*** Opening Supplied records ***

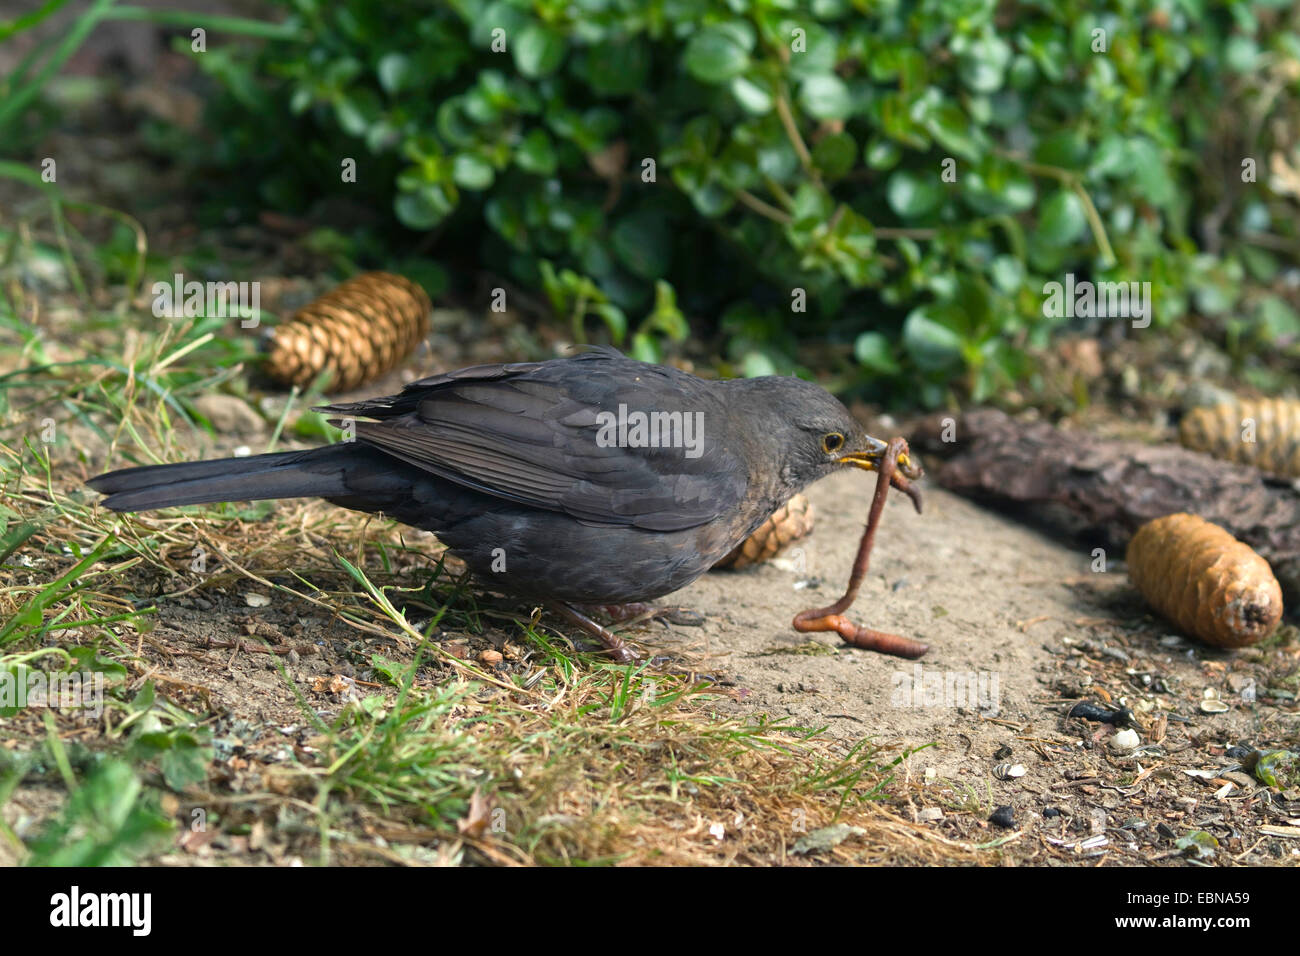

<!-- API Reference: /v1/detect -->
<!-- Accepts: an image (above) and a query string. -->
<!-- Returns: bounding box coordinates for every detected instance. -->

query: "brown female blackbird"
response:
[89,348,919,660]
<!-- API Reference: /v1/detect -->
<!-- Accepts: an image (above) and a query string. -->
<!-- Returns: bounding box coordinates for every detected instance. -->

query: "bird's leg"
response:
[580,603,706,627]
[549,602,643,663]
[793,436,929,659]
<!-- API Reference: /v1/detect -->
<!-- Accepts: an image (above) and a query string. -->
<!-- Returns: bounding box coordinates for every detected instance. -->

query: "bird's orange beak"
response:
[839,441,923,481]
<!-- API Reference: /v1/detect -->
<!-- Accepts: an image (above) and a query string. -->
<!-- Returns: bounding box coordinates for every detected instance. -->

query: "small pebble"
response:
[1110,728,1141,751]
[989,806,1016,829]
[1068,701,1134,725]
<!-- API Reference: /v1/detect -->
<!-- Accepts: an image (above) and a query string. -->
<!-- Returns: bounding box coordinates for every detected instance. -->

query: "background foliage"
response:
[14,0,1300,406]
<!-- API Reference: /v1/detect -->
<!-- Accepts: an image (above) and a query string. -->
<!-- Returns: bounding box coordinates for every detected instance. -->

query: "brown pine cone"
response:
[262,272,431,391]
[1179,398,1300,478]
[1126,513,1282,648]
[714,494,815,569]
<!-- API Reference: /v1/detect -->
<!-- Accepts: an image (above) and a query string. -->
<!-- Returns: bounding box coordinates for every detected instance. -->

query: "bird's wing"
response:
[316,352,746,531]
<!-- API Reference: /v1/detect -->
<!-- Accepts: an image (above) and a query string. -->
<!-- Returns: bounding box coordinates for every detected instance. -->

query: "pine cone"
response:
[715,494,815,569]
[262,272,431,391]
[1179,398,1300,478]
[1126,513,1282,648]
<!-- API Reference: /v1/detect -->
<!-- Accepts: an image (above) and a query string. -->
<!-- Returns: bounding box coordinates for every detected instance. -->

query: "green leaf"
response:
[333,89,380,137]
[741,350,778,377]
[514,24,567,78]
[1255,296,1300,344]
[581,39,649,95]
[922,102,979,160]
[612,210,672,279]
[799,74,853,119]
[159,734,211,790]
[1038,189,1087,246]
[988,255,1025,293]
[1250,749,1296,789]
[25,760,172,866]
[683,26,751,84]
[643,280,689,340]
[394,184,455,229]
[963,160,1035,215]
[592,302,627,340]
[65,646,128,682]
[903,306,965,371]
[864,138,901,171]
[377,53,411,95]
[886,170,942,219]
[785,22,839,78]
[629,331,662,363]
[1089,135,1129,178]
[1033,131,1087,170]
[1175,831,1219,860]
[812,131,856,181]
[515,128,557,175]
[956,32,1011,93]
[1125,138,1176,209]
[1225,35,1260,73]
[730,75,773,114]
[453,153,495,190]
[854,331,901,374]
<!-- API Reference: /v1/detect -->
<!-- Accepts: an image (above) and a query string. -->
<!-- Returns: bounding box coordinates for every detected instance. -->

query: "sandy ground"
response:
[688,473,1072,763]
[121,459,1295,864]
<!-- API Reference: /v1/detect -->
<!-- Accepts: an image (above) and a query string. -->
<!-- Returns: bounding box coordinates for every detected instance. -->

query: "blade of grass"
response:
[0,0,119,132]
[103,6,301,40]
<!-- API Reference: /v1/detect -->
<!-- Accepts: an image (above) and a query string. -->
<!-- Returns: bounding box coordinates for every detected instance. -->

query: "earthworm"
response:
[793,436,929,658]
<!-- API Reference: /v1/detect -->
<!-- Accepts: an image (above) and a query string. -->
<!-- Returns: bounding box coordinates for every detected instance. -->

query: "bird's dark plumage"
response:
[89,348,891,611]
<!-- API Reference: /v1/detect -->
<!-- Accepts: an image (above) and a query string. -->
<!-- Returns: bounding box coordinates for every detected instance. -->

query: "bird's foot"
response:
[582,602,706,628]
[549,602,643,663]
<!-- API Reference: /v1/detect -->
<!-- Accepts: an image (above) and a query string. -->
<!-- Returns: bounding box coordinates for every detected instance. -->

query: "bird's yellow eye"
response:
[821,432,845,454]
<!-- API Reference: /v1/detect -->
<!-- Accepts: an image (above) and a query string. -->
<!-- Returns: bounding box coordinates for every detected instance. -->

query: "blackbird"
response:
[89,347,920,660]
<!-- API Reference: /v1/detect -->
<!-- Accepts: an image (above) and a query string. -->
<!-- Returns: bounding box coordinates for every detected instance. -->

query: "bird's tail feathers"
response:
[88,446,360,512]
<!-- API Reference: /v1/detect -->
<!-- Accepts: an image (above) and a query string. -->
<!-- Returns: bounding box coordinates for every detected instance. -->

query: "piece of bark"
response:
[912,409,1300,604]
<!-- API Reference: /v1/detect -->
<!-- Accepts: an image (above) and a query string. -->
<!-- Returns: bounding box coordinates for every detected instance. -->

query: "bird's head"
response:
[733,376,923,495]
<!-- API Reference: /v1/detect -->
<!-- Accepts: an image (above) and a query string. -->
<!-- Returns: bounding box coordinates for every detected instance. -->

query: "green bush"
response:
[189,0,1300,405]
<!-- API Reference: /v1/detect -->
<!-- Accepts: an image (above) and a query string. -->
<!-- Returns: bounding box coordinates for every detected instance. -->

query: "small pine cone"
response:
[262,272,431,391]
[715,494,815,569]
[1126,513,1282,648]
[1179,398,1300,478]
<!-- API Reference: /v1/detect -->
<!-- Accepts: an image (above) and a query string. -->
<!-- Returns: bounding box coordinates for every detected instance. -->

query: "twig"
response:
[734,189,792,224]
[775,92,818,183]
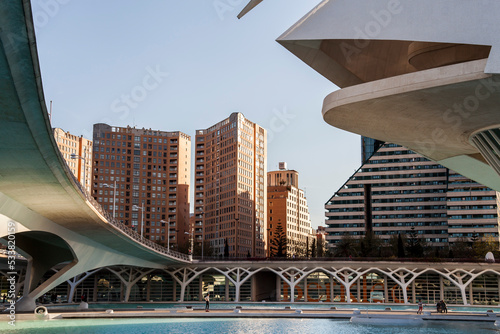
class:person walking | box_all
[417,300,423,314]
[204,293,210,312]
[440,300,447,313]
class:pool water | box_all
[0,318,499,334]
[47,302,500,313]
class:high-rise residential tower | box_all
[194,113,267,257]
[325,142,500,250]
[267,163,315,257]
[91,124,191,250]
[53,128,93,192]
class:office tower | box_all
[53,128,92,192]
[91,124,191,250]
[267,163,315,257]
[194,113,267,257]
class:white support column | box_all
[146,274,151,302]
[199,276,203,302]
[66,269,100,303]
[304,276,308,302]
[384,275,389,304]
[387,269,419,304]
[411,281,416,304]
[330,277,334,303]
[440,275,444,302]
[213,267,265,303]
[108,267,154,302]
[168,267,210,302]
[469,282,474,305]
[276,275,281,302]
[356,278,361,302]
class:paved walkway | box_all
[52,307,498,322]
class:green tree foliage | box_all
[224,238,229,257]
[270,220,287,257]
[316,238,326,258]
[473,235,500,259]
[334,233,358,257]
[193,240,214,257]
[406,227,424,258]
[397,233,406,258]
[311,239,316,258]
[451,236,474,258]
[359,231,382,257]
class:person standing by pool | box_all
[205,293,210,312]
[417,300,423,314]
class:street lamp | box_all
[160,219,171,250]
[103,180,117,219]
[201,211,204,260]
[132,203,144,238]
[234,215,239,257]
[70,153,86,191]
[184,230,193,261]
[267,227,272,258]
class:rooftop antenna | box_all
[49,100,52,122]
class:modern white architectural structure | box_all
[274,0,500,192]
[4,260,500,306]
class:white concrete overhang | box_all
[277,0,500,190]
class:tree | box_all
[289,240,307,258]
[451,237,474,258]
[397,233,406,258]
[270,220,287,257]
[359,231,382,257]
[316,238,326,258]
[406,227,423,258]
[334,233,358,258]
[193,240,214,257]
[311,239,317,258]
[224,238,229,257]
[473,235,500,259]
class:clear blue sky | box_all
[31,0,361,228]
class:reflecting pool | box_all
[0,318,498,334]
[46,302,500,313]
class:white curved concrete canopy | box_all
[277,0,500,190]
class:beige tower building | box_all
[267,163,315,257]
[91,124,191,250]
[195,113,267,257]
[53,128,93,192]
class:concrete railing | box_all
[68,172,190,262]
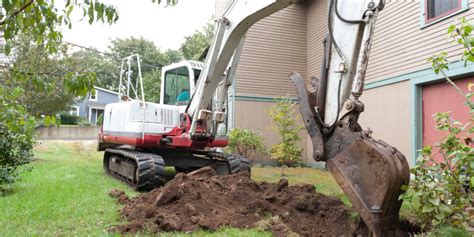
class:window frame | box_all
[163,66,191,105]
[420,0,469,28]
[69,106,79,116]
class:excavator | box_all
[98,0,410,235]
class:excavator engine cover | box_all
[327,138,410,234]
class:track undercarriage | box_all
[103,147,251,191]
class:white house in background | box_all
[70,86,120,125]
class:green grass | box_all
[0,140,138,236]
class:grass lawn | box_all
[0,140,348,236]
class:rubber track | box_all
[208,152,251,174]
[104,148,168,191]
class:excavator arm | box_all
[186,0,409,235]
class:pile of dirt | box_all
[109,167,409,236]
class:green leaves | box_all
[228,128,266,161]
[180,22,214,60]
[267,96,304,167]
[0,87,35,190]
[0,0,120,55]
[406,19,474,228]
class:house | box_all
[69,86,120,125]
[222,0,474,166]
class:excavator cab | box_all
[160,61,203,107]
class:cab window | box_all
[164,67,190,105]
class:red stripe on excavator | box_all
[102,133,228,148]
[102,134,162,147]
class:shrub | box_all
[0,87,35,193]
[402,105,473,229]
[267,96,304,167]
[59,112,81,125]
[227,128,266,162]
[402,18,474,230]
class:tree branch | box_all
[0,0,35,26]
[437,62,474,108]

*** Closing Supplied records ***

[Exercise goal]
Gather all lines from the listing above in which "small" occurs.

[Answer to this task]
query: "small pebble"
query: "small pine cone"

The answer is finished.